• **PASSAGE GIVEN**:
......
MMX fpu instruction set

The MMX instruction set was introduced by Intel in 1996 on top of the Pentium processor to facilitate SIMD (single instruction, multiple data) instructions. It introduces new MM? 64-bit wide registers which can be packed with multiples of lower-bit integer data types and instruction are then executed on all of them at once.

registers
general purpose	64-bit	`MM0, MM1, ..., MM7`: using physical registers of the x87 fpu, e.g. `SP(?)=[1,...,1,MM0]`

One register could either contain a 64-bit integer, two 32-bit integer, or four 16-bit integer and operations execute at the same speed independently of the contents, and therefore a speedup for 32-bit and lower integer operations can be expected if MMX registers are used. There are big performance penalties for switching between x87 fpu and mmx operations.
......
(Contour labeling entries)
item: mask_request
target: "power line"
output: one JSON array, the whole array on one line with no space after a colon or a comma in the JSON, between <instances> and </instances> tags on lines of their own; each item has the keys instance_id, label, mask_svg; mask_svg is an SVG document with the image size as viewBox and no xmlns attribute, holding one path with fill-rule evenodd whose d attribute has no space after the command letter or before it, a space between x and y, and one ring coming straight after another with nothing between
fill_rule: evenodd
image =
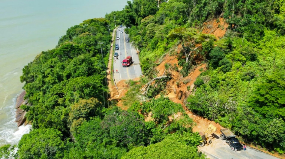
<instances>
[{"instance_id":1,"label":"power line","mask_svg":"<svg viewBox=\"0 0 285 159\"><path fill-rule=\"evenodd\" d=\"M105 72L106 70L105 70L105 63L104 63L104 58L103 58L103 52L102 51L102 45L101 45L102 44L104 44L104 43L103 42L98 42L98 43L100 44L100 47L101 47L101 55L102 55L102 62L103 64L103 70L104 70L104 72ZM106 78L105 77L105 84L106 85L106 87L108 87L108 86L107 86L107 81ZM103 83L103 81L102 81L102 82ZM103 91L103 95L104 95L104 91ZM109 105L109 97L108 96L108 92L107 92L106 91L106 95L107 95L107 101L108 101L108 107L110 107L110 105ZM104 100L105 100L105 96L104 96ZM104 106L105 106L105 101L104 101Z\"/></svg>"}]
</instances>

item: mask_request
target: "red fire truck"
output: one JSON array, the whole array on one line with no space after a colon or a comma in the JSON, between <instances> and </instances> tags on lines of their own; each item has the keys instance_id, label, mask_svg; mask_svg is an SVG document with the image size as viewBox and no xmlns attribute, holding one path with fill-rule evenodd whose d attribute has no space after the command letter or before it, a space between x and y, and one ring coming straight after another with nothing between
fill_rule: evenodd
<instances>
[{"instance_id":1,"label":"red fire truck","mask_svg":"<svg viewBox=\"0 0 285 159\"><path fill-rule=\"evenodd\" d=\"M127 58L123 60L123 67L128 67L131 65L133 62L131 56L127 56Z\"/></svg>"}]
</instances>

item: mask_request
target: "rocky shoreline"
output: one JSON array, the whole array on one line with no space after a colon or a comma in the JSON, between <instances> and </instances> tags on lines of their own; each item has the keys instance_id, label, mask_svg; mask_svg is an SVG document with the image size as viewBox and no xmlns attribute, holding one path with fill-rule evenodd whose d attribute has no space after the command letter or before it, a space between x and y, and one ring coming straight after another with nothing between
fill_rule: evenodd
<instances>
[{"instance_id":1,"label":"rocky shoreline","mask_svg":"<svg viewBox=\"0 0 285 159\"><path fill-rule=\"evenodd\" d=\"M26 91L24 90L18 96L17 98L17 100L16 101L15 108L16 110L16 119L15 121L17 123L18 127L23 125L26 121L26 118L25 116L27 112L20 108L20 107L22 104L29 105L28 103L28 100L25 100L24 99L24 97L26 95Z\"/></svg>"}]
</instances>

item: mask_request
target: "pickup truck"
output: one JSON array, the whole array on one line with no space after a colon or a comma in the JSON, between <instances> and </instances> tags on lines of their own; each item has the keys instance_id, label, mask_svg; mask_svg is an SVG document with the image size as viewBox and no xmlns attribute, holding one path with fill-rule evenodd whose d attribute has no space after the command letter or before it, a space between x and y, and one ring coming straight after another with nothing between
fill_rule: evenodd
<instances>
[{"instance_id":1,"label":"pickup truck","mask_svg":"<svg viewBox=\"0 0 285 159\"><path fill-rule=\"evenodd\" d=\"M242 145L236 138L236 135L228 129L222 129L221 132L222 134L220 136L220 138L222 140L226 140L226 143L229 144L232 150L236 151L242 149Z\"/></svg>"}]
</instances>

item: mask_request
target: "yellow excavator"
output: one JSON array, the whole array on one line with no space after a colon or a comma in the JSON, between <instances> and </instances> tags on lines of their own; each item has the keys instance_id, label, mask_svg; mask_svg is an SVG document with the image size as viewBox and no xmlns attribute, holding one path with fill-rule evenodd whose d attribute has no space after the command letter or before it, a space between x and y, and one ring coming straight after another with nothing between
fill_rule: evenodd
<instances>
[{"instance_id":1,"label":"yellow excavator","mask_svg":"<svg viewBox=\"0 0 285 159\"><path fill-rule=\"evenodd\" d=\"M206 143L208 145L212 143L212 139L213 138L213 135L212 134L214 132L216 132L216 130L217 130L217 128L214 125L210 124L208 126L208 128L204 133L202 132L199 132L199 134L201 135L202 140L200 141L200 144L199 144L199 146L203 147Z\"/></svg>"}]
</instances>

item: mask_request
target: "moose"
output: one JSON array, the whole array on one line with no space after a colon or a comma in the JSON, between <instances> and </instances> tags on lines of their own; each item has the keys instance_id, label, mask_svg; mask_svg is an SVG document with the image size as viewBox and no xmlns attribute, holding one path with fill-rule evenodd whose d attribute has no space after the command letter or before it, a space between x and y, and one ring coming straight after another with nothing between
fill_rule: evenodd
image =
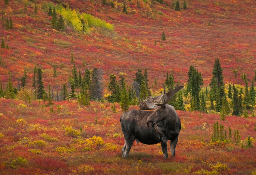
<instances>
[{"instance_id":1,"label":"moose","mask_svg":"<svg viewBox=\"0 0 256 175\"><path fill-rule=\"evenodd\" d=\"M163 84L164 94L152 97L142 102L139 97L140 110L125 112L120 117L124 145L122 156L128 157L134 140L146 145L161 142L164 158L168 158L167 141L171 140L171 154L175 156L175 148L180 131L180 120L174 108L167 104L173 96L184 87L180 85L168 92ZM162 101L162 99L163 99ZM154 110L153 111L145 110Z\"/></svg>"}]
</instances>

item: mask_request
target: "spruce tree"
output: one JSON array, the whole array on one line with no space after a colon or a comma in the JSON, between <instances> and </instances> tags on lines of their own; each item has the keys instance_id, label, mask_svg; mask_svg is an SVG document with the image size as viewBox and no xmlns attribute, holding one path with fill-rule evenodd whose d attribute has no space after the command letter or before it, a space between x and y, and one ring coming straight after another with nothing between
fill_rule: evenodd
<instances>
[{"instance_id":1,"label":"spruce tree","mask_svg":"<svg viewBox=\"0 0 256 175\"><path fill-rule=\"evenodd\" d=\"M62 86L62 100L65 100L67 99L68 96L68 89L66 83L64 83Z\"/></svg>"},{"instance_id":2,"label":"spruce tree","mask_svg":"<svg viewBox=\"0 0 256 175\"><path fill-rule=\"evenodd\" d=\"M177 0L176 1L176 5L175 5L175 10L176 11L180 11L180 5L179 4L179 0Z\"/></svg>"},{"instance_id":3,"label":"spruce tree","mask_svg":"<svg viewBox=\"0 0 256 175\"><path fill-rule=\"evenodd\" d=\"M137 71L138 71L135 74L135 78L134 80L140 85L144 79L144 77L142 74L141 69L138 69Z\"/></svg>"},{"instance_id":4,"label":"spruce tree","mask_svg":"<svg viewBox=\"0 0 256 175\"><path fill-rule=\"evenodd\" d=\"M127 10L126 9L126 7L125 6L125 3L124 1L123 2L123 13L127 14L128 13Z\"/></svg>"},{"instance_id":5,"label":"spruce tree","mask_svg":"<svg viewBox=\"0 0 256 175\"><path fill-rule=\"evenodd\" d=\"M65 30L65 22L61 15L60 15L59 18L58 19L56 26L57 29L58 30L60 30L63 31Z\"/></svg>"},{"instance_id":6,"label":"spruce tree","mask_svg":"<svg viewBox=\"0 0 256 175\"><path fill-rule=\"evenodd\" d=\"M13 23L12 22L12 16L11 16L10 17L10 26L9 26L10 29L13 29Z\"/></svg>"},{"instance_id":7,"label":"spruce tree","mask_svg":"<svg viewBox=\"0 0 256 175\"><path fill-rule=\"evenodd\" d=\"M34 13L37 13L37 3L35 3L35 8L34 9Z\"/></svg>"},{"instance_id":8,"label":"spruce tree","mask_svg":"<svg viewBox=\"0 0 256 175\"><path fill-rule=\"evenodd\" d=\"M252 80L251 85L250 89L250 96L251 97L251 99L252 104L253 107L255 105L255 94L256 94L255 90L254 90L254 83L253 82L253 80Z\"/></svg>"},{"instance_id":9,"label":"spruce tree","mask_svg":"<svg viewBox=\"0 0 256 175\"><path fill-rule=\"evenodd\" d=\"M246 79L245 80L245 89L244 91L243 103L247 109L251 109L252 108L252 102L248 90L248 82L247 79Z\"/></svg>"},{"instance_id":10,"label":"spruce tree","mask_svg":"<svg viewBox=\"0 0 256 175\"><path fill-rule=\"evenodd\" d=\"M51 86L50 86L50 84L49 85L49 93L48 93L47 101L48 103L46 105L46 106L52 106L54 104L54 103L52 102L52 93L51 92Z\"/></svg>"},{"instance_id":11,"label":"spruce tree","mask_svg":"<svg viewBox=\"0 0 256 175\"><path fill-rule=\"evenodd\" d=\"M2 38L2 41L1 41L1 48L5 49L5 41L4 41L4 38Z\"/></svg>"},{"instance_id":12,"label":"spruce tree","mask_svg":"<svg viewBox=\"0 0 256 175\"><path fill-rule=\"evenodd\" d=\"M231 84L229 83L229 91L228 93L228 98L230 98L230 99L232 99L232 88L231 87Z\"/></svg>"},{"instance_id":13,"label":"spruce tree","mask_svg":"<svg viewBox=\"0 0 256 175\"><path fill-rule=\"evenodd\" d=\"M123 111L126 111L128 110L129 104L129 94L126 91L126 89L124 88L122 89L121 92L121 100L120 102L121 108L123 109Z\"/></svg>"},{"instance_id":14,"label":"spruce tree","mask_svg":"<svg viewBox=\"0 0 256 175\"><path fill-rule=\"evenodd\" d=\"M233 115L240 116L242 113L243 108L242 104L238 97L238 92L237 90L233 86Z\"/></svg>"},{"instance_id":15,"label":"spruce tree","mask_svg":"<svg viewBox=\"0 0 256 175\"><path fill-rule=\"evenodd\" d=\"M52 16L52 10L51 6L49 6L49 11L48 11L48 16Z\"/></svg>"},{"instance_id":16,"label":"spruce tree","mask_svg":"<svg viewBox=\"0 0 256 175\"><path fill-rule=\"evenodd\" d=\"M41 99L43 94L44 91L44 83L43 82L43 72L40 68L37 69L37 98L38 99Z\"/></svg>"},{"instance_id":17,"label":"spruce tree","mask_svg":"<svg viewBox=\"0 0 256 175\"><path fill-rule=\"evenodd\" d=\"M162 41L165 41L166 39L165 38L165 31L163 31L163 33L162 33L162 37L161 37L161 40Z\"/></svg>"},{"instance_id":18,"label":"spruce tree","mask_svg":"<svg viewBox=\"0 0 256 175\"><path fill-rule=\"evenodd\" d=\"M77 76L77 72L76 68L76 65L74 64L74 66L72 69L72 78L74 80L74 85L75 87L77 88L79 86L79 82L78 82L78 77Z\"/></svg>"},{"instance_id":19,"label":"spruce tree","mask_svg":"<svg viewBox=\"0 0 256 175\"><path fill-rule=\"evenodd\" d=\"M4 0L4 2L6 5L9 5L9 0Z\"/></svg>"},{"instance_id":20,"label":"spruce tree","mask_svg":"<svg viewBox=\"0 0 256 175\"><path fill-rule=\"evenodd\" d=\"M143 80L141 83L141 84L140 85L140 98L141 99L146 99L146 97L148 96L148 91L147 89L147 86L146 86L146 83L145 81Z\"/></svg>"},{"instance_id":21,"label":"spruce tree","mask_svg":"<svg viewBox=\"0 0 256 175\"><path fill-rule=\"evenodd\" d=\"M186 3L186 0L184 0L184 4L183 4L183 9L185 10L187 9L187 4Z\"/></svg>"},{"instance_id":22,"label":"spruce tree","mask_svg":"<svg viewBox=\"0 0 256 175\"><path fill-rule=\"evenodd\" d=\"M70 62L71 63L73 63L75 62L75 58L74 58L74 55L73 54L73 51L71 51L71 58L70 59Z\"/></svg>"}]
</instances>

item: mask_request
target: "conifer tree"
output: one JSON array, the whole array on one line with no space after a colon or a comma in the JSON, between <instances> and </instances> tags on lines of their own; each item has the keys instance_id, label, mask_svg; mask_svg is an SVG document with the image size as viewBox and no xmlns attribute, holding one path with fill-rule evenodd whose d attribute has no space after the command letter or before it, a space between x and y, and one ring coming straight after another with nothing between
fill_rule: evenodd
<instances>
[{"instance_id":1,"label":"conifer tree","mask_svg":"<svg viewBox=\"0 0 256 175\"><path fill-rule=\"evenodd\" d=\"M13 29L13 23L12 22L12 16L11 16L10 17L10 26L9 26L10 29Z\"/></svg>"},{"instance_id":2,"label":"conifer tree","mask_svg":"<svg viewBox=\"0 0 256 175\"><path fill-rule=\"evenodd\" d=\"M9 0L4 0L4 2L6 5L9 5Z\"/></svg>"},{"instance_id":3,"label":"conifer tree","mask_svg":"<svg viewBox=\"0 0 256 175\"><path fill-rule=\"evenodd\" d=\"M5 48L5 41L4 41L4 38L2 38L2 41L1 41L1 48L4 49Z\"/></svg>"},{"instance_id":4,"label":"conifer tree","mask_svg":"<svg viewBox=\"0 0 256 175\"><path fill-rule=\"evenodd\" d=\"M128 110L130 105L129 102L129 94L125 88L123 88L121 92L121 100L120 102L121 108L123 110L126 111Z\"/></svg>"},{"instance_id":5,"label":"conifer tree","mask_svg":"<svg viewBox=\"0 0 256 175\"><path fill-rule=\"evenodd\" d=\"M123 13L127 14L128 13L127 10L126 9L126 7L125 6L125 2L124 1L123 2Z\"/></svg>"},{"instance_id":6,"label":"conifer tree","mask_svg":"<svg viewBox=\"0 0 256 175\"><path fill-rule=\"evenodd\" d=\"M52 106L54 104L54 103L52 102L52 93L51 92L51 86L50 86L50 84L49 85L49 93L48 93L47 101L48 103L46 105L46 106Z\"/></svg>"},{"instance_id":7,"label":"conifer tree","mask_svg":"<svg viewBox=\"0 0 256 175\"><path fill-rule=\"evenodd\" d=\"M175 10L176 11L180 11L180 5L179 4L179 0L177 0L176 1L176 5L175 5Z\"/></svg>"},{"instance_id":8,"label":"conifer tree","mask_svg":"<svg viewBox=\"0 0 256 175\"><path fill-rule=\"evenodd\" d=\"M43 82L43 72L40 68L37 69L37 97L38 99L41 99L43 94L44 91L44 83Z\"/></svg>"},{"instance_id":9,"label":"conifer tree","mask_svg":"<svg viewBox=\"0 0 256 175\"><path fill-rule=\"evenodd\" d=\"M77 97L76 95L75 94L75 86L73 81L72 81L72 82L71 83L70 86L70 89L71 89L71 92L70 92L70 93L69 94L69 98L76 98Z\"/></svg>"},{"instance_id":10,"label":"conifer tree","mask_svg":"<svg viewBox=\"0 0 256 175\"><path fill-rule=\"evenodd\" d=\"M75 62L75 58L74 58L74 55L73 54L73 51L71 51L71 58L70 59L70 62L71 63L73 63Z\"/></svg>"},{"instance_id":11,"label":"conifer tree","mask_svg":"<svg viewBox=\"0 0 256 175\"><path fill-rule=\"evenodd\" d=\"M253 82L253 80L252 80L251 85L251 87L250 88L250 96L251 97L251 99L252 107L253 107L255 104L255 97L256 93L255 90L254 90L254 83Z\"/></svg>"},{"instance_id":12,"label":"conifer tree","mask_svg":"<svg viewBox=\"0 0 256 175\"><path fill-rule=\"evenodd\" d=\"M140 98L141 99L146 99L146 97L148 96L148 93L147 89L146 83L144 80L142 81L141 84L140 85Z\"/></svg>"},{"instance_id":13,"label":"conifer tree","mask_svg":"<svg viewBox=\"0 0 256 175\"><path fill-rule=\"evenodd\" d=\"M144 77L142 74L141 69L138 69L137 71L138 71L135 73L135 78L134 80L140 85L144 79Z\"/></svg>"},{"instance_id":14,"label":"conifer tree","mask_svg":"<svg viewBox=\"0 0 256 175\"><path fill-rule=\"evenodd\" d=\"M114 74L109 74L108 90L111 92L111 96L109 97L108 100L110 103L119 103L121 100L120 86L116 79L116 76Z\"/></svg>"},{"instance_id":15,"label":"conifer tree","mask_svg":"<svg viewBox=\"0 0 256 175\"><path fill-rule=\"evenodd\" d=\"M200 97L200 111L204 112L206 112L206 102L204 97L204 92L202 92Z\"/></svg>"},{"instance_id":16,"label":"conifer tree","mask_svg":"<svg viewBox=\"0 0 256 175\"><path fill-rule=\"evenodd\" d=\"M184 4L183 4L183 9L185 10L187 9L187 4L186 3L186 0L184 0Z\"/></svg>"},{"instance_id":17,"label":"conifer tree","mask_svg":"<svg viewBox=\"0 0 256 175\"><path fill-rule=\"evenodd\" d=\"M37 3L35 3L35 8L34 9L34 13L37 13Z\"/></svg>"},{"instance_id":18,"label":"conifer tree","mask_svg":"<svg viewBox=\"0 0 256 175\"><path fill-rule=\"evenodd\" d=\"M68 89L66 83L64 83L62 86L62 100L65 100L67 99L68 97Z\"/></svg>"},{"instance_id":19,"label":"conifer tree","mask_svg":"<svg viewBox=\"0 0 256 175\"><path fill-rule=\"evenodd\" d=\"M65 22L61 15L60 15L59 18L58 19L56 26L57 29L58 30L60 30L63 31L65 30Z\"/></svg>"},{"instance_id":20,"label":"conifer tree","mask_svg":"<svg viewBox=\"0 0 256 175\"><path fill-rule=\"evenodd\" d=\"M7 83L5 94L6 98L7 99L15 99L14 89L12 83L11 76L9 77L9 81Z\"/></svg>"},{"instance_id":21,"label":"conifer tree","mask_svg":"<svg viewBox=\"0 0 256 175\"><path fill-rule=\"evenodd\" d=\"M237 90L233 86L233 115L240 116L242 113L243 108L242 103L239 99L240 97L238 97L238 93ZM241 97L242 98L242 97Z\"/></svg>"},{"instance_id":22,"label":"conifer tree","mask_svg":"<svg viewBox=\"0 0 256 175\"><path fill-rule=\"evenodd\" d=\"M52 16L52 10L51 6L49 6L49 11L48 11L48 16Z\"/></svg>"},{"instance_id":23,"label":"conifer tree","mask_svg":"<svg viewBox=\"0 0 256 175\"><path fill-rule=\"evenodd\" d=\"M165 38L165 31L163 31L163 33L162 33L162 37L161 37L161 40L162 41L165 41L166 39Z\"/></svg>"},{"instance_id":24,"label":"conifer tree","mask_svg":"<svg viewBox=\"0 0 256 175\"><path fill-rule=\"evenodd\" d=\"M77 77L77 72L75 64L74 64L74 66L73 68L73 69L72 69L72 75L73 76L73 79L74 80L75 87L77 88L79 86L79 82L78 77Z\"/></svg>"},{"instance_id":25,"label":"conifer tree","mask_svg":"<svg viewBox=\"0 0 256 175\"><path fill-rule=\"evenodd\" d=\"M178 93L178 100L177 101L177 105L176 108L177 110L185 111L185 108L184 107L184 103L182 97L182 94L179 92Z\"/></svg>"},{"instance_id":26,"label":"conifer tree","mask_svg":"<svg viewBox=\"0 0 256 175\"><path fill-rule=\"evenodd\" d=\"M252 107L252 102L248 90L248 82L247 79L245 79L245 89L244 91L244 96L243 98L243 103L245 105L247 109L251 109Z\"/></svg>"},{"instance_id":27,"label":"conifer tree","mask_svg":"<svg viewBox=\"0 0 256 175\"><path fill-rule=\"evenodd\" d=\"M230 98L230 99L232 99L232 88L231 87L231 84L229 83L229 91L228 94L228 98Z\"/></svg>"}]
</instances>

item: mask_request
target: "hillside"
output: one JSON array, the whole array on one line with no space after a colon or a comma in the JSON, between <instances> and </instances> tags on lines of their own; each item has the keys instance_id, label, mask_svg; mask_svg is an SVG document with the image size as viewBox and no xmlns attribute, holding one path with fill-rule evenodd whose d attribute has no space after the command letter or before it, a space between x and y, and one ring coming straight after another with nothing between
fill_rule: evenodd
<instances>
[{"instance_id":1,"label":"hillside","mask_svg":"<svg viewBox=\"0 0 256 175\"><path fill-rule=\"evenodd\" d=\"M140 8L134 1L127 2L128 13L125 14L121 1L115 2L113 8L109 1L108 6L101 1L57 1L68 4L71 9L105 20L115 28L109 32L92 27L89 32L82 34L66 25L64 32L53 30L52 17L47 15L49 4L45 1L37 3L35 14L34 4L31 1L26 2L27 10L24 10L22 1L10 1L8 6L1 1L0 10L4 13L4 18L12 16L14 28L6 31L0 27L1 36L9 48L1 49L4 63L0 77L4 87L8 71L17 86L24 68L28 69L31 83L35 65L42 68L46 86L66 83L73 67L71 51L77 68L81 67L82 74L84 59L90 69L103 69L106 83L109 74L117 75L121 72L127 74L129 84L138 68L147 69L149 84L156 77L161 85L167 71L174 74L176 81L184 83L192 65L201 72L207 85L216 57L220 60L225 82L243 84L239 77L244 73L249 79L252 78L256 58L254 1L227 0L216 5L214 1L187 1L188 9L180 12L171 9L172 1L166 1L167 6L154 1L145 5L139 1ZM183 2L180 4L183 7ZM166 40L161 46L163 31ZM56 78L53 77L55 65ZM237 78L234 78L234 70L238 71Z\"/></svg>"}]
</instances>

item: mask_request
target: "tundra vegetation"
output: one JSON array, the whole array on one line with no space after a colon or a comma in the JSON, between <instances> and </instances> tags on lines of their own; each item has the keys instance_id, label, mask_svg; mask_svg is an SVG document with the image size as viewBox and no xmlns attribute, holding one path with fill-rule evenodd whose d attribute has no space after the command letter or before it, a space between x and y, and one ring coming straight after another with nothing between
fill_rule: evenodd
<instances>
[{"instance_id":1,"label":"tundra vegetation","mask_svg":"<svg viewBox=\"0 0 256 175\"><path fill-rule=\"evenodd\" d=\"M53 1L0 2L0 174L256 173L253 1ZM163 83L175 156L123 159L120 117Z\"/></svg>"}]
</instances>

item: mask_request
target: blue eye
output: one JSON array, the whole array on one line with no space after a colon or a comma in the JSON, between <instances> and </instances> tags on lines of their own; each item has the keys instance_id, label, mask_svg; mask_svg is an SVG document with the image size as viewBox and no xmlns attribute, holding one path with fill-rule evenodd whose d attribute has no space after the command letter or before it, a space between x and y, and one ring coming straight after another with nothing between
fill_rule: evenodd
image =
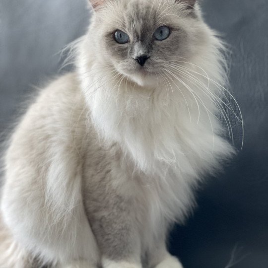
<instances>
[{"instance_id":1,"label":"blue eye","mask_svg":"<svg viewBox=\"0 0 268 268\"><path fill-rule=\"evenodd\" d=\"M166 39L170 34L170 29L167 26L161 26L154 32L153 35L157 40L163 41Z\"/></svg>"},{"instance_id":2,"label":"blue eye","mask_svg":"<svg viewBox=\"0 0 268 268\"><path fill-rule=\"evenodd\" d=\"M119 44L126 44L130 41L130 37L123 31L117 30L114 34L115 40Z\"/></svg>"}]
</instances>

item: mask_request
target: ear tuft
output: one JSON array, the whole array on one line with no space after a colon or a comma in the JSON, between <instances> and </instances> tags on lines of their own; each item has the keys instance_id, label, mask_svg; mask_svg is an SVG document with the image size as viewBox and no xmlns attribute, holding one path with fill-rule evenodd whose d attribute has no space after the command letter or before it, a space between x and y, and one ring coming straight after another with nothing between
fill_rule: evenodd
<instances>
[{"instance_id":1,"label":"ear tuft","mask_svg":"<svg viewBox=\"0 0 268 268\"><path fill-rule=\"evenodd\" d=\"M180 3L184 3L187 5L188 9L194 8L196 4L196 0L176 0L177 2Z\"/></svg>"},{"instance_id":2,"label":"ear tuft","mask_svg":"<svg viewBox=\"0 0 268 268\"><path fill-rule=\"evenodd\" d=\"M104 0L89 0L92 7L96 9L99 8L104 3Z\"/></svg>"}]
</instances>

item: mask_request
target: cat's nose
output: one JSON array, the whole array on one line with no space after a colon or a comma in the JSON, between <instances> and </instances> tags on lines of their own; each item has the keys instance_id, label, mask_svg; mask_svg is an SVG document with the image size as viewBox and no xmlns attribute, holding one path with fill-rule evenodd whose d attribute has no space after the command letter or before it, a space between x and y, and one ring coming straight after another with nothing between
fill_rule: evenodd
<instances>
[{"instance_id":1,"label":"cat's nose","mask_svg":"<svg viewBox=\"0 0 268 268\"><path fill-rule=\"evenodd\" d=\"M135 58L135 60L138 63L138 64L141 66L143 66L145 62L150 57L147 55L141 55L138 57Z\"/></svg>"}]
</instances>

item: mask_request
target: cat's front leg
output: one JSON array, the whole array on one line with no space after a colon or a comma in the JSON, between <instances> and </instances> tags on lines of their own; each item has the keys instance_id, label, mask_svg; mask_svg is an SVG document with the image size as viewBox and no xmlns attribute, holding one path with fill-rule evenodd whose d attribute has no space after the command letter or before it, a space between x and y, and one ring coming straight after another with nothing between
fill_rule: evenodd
......
• **TASK INSTRUCTIONS**:
**1.** According to the MMX passage, in what year did Intel introduce the MMX instruction set?
**2.** Pick up the MMX passage after its last sentence and keep writing.
The rows stand on their own, apart from the MMX passage.

• **RESULTS FOR THE EXERCISE**:
**1.** 1996.

**2.**
SSE fpu instruction set

The SSE instruction set is a further development of MMX to improve SIMD capabilities. It introduces dedicated 128-bit wide registers and extends operations to floating point numbers (only float's with the initial SSE version). The most important version is SSE2 as it implements working with double's and int's, so it makes MMX redundant and can also replace x87 operations.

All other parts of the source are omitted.